(EXTRACTED TEXT begins)
DRBC Grants New Gibbstown LNG Hearing
Today, the Delaware River Basin Commission (DRBC) unanimously voted to hold another hearing to revisit its June 12, 2019 approval of a docket for the Delaware River Partners, LLC Gibbstown Logistics Center Dock 2 project.
“DRBC has agreed to hold a rehearing on the Gibbstown LNG case. We believe DRBC were wrong when they had the first hearing. They completely failed to have an adequate public hearing without proper notice. The public also did not have enough time to comment given the size and complexity of the project. New Fortress has been hiding what they have been doing and this entire process has rushed and behind closed doors,” said Jeff Tittel, Director of the New Jersey Sierra Club. “Now with a rehearing, all of the facts will be on the table which and the DRBC should reject this disastrous proposal for an LNG facility. It’s too important for the safety of the public and environment.”
In June, the Delaware River Basin Commission voted to approve an application for a new dredging project at the Delaware River Partners (DRP) Gibbstown Logistics Center, a multi-use deep-water seaport and international logistics center currently under development, located at River Mile 86.5 of the Delaware River in Greenwich Township, Gloucester County, New Jersey. Yesterday, September 10th, DEP approved DRP’s application for their Waterfront Development Permit.
(EXTRACTED TEXT ends)
* _WORK REQUEST A_
Translate this sentence from the article on the Gibbstown LNG rehearing into Spanish: "Yesterday, September 10th, DEP approved DRP's application for their Waterfront Development Permit."
* _WORK REQUEST B_
Pick up the article on the Gibbstown LNG rehearing after its final sentence and carry it forward.
(GIVEN ENTRIES begins)
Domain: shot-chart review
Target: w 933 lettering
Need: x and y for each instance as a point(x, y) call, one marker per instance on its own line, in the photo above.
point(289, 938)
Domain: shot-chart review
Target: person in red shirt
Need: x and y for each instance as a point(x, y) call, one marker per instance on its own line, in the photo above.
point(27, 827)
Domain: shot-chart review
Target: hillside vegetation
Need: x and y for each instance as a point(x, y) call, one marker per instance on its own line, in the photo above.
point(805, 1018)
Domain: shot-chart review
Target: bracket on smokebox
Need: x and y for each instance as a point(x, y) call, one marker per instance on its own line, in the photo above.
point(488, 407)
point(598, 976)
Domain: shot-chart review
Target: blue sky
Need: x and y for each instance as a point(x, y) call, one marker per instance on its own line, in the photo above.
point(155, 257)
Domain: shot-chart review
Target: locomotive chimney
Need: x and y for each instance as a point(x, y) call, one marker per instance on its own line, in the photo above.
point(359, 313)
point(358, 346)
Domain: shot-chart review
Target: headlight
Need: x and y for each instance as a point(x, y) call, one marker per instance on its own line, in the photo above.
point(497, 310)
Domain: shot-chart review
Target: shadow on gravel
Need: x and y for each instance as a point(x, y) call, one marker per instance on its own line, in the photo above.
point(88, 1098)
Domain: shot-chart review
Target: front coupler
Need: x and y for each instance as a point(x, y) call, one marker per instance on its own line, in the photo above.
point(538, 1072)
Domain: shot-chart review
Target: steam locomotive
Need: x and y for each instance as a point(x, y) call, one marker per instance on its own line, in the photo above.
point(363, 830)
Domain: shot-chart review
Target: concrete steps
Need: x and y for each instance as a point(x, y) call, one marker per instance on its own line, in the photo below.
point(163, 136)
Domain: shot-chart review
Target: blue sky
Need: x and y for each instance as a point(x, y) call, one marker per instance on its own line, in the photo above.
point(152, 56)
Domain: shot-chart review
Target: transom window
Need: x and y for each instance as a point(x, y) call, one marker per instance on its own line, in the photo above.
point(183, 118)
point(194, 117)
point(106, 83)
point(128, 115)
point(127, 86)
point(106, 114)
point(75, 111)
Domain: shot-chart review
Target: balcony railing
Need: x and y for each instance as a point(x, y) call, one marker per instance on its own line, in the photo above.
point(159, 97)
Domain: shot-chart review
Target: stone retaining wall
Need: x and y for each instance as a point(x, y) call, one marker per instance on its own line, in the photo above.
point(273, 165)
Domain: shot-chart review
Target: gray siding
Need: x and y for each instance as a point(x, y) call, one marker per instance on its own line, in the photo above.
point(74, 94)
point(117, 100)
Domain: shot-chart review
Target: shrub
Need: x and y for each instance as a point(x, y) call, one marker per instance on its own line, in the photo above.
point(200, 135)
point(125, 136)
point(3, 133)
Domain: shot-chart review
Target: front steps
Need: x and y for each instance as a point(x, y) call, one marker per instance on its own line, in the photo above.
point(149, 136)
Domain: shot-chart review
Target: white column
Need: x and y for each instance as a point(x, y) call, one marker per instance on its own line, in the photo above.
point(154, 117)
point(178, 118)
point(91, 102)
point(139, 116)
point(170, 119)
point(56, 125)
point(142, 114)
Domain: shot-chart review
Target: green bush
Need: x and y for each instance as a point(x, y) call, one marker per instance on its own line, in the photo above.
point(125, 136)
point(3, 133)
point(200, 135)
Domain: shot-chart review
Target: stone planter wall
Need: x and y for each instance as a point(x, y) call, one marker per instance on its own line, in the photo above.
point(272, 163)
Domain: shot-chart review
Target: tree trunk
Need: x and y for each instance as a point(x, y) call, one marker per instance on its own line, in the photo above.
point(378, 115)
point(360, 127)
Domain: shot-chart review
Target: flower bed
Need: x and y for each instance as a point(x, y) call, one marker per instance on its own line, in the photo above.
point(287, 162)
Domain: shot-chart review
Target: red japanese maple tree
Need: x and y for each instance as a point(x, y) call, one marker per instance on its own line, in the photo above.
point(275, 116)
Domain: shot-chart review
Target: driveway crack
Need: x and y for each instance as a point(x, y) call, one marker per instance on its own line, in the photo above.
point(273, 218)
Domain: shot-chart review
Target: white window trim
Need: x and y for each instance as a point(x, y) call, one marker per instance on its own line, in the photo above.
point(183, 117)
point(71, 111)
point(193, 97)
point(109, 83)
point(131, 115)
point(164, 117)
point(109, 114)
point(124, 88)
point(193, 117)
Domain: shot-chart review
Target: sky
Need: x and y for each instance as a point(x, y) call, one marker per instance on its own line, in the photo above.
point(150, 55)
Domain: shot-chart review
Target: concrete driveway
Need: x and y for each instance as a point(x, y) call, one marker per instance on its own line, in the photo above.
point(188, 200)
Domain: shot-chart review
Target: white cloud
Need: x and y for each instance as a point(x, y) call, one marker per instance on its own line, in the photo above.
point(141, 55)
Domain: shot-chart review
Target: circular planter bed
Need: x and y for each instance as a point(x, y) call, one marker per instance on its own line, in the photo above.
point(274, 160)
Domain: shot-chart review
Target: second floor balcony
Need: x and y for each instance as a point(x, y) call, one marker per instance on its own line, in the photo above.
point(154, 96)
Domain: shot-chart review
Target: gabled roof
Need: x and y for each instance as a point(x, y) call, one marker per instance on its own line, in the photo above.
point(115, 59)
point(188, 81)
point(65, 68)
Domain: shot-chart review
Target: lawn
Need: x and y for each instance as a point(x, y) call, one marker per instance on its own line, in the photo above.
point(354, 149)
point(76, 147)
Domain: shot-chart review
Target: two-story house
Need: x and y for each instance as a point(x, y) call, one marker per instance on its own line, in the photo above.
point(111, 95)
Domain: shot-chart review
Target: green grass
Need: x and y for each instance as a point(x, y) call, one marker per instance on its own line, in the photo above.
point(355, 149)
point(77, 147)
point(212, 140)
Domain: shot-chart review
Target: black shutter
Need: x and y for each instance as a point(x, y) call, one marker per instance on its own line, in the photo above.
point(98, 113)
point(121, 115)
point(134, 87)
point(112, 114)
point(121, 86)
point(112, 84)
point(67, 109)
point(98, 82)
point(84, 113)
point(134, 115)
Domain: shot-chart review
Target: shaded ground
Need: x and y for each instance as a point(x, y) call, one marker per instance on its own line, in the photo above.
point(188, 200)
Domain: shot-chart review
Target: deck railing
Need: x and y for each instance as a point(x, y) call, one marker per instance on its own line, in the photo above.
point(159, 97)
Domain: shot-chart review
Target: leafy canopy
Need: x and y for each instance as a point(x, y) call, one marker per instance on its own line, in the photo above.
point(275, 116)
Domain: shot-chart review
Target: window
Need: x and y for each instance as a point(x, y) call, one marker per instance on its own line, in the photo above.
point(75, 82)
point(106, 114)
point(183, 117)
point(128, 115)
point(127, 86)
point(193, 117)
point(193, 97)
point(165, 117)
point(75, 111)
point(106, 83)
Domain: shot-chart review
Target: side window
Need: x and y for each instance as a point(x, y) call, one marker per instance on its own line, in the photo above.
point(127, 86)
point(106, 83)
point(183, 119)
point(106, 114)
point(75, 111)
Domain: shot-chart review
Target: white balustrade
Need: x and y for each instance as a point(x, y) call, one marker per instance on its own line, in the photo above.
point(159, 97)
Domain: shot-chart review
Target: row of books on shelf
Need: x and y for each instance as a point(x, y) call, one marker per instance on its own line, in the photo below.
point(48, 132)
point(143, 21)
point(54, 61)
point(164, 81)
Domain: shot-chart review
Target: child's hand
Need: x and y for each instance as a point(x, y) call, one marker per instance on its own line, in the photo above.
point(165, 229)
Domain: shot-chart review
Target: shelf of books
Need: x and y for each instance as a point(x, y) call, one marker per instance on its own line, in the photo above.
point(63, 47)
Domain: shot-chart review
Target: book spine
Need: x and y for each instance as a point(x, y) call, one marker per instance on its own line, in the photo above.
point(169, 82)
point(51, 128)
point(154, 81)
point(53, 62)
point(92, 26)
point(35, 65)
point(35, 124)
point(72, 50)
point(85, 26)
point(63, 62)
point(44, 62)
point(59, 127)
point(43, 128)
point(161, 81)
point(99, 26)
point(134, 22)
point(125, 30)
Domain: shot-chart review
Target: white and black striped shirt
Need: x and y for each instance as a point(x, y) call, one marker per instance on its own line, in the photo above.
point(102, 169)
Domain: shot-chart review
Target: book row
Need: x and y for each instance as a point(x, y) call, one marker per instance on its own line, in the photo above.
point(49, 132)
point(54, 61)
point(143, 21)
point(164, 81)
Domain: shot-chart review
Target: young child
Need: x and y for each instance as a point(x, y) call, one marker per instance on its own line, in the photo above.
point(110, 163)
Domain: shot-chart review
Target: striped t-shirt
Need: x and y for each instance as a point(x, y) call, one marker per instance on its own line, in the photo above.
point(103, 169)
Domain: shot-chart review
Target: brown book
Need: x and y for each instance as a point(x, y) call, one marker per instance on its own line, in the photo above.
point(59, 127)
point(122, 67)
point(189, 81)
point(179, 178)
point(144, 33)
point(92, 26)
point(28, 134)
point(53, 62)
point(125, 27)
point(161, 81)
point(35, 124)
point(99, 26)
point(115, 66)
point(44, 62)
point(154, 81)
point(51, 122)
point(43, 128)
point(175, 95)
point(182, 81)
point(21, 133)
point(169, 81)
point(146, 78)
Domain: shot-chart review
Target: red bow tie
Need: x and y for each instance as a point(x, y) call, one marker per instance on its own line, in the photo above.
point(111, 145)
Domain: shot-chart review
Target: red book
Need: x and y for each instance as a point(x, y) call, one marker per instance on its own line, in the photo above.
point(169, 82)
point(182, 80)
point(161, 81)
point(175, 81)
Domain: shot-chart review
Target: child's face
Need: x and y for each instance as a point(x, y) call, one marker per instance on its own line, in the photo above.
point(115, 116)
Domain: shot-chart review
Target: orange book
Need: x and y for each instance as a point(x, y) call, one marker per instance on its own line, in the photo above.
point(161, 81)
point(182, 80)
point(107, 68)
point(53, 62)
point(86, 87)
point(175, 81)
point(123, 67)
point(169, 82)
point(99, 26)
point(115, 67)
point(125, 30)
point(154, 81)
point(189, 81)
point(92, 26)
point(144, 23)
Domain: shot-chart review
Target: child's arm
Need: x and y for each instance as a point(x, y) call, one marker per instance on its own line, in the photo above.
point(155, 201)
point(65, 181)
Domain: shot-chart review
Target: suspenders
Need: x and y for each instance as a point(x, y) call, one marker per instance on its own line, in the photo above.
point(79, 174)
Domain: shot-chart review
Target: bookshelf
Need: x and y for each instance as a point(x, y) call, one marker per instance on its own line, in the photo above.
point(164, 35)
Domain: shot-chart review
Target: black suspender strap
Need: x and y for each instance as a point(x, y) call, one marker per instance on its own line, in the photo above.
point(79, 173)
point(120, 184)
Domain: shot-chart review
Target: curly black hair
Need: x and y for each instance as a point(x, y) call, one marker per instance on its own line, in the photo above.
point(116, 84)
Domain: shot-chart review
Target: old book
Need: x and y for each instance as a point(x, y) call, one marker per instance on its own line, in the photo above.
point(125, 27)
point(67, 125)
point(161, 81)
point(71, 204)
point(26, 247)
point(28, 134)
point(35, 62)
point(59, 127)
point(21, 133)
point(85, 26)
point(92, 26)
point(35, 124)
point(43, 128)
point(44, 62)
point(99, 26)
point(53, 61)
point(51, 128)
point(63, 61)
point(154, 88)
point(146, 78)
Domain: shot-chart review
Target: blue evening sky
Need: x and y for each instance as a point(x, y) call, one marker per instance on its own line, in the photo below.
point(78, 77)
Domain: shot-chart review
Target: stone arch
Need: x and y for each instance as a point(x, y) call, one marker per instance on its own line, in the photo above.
(GIVEN ENTRIES ends)
* _REPLY A_
Ayer, 10 de septiembre, el DEP aprobó la solicitud de DRP para su Permiso de Desarrollo Costero.

* _REPLY B_
“The rehearing announcement from the DRBC comes just a day after DEP decided to side with polluters and grant Delaware River Partners their Waterfront Development Permit again after suspending them. DRBC is doing the right and the DEP should listen. We don’t know how the DEP could give this project a Waterfront Development Permit given all of the pollution and environment problems this project could bring. Development in this area will cause runoff and make flooding much worse. It is not just an LNG terminal, they will be storing other liquids and gas and on site,” said Tittel.
LNG facilities are extremely dangerous to the nearby communities and can have wide-reaching environment consequences. Toxins from the site can leach into the ground from the underground tank. These toxins can threaten the Delaware River which provides drinking water for millions of people in Pennsylvania and New Jersey. Since the River is tidal, a spill or explosion could impact our drinking water supply. Sensitive ecosystems like wetlands along with endangered species like the Atlantic sturgeon could also be impacted.
“Delaware River Partners will bring 3.5 million gallons of LNG a day to the port from truck or rail, this is equivalent to 2 billion gallons of natural gas. These numbers can be greatly expanded if New Fortress gets an export license. Transporting LNG by rail is not legal yet. These trucks will be bombs on wheels, maybe hundreds a day going to the site, traveling miles and miles in all kinds of weather, through our neighborhoods and along our highways,” said Tittel. “The potential blast zone from an explosion will threaten residents all along the way. There is also the concern that in the future it would lead to them wanting to bring in pipelines to transport more fossil fuels.”
The NJ Department of Environmental Protection have not given the DRP their 401 Water Quality Certificate, and the project still needs to be approved by the Army Corp. and FERC.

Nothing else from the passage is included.